→ **WRITTEN TASKS**:
A - From the GTC 2025 article, extract the passage from "But the number" up to and including "gains come from.".
B - According to the GTC 2025 article, which parts of an AI pipeline often run more efficiently on CPUs? List all of them.
C - In what year does the GTC 2025 article say the Vera Rubin architecture is expected?

Nvidia GTC 2025 — Blackwell Ultra and the Infrastructure Race for AI

Jensen Huang took the stage at GTC this week in San Jose, and as usual, the keynote was a masterclass in product roadmap theatre. But behind the leather jacket and the carefully choreographed reveals, there’s a genuinely important story about where computing infrastructure is heading. Nvidia isn’t just selling GPUs anymore — they’re defining the architecture of AI-era data centres.

Blackwell Ultra and the Compute Trajectory
#

The headline announcement is the Blackwell Ultra GPU, which succeeds the Blackwell architecture that started shipping to cloud providers late last year. The numbers are impressive on paper: significantly higher memory bandwidth, larger HBM3e capacity, and improved interconnect speeds for multi-GPU configurations.

But the number that matters most for practitioners is the inference throughput improvement. Nvidia is claiming substantial gains in tokens-per-second for large language model inference, which directly translates to lower cost per query for anyone running AI services at scale. If you’re deploying models in production, the economics of each hardware generation determine what’s viable.

What’s more interesting to me is the NVLink 6 interconnect improvements. The bottleneck for large model training and inference isn’t just raw compute — it’s how fast you can move data between GPUs. Blackwell Ultra’s NVLink improvements mean you can scale to larger clusters without the interconnect becoming the limiting factor as quickly. For training runs that span thousands of GPUs, this is where the real gains come from.

Vera Rubin: Looking Two Steps Ahead
#

In typical Nvidia fashion, Jensen didn’t just announce the current generation — he previewed the next next generation: the Vera Rubin architecture, expected in 2026. Named after the astronomer who provided evidence for dark matter, the Rubin GPU paired with the Vera CPU represents Nvidia’s move toward tighter CPU-GPU integration.

This matters because the trend in AI workloads is moving toward more heterogeneous compute. Not everything in an AI pipeline benefits from GPU acceleration — data preprocessing, tokenization, and orchestration logic often run more efficiently on CPUs. Having a tightly integrated CPU-GPU system with high-bandwidth shared memory could simplify the software stack significantly.

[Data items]
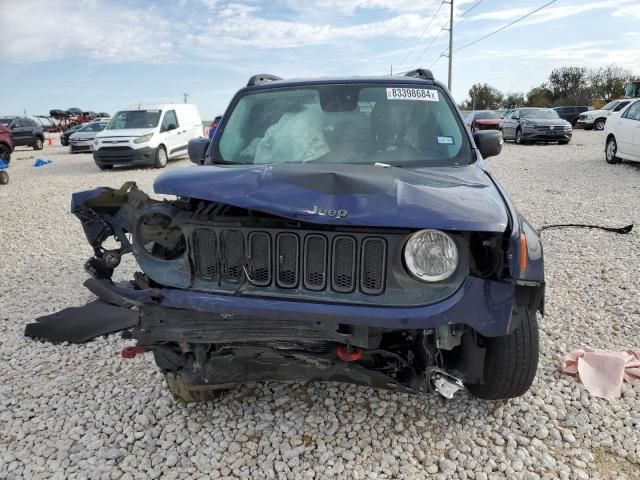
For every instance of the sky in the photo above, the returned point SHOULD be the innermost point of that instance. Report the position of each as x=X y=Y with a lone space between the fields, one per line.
x=105 y=55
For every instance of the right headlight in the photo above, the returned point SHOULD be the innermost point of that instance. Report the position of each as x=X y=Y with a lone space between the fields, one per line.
x=431 y=255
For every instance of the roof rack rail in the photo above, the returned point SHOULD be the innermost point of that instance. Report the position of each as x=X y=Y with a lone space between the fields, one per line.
x=422 y=73
x=261 y=78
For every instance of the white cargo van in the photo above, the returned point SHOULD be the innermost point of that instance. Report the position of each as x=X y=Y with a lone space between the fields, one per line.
x=147 y=136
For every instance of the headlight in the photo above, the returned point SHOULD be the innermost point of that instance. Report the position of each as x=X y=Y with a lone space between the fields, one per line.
x=431 y=255
x=144 y=138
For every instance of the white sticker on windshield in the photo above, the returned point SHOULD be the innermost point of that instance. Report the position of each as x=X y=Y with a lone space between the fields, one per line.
x=422 y=94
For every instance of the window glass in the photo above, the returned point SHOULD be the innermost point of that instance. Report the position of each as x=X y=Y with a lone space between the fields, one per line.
x=169 y=119
x=620 y=106
x=135 y=119
x=544 y=113
x=633 y=113
x=351 y=123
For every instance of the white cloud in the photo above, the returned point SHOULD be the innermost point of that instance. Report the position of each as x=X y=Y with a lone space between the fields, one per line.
x=89 y=28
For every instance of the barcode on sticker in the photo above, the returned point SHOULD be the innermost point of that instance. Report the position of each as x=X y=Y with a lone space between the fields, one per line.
x=423 y=94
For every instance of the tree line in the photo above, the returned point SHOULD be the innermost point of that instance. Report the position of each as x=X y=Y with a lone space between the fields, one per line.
x=565 y=86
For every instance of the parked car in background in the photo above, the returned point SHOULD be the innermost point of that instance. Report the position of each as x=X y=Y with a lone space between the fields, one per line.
x=483 y=120
x=530 y=124
x=82 y=139
x=26 y=132
x=622 y=134
x=596 y=119
x=6 y=144
x=64 y=136
x=570 y=114
x=297 y=251
x=214 y=126
x=150 y=136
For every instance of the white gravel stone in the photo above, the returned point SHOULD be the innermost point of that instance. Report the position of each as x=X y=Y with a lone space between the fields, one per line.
x=81 y=411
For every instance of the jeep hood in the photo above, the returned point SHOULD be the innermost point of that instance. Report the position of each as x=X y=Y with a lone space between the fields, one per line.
x=446 y=198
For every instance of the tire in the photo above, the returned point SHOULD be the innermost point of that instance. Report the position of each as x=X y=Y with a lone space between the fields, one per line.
x=518 y=138
x=610 y=151
x=5 y=154
x=182 y=393
x=161 y=157
x=511 y=362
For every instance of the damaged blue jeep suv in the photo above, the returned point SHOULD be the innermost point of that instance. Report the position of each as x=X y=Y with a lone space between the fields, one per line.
x=342 y=229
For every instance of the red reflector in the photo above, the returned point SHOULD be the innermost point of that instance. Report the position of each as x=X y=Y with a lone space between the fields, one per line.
x=346 y=356
x=131 y=352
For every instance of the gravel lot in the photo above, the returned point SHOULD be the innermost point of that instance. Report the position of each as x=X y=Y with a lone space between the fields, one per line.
x=70 y=411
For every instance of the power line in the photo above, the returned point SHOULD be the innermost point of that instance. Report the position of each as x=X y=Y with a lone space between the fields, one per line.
x=505 y=26
x=471 y=8
x=433 y=17
x=442 y=29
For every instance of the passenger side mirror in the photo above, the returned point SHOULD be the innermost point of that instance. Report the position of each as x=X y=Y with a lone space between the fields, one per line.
x=489 y=142
x=197 y=148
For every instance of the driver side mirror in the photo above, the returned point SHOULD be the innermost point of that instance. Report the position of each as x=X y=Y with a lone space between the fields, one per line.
x=489 y=142
x=197 y=149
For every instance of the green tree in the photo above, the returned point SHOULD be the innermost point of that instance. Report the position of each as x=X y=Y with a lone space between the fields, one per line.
x=607 y=83
x=568 y=85
x=513 y=100
x=540 y=96
x=483 y=97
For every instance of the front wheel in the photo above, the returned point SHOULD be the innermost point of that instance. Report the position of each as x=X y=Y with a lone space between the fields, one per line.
x=161 y=157
x=510 y=362
x=610 y=151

→ **ANSWERS GIVEN**:
A -
But the number that matters most for practitioners is the inference throughput improvement. Nvidia is claiming substantial gains in tokens-per-second for large language model inference, which directly translates to lower cost per query for anyone running AI services at scale. If you’re deploying models in production, the economics of each hardware generation determine what’s viable.

What’s more interesting to me is the NVLink 6 interconnect improvements. The bottleneck for large model training and inference isn’t just raw compute — it’s how fast you can move data between GPUs. Blackwell Ultra’s NVLink improvements mean you can scale to larger clusters without the interconnect becoming the limiting factor as quickly. For training runs that span thousands of GPUs, this is where the real gains come from.

B -
- Data preprocessing
- Tokenization
- Orchestration logic

C - 2026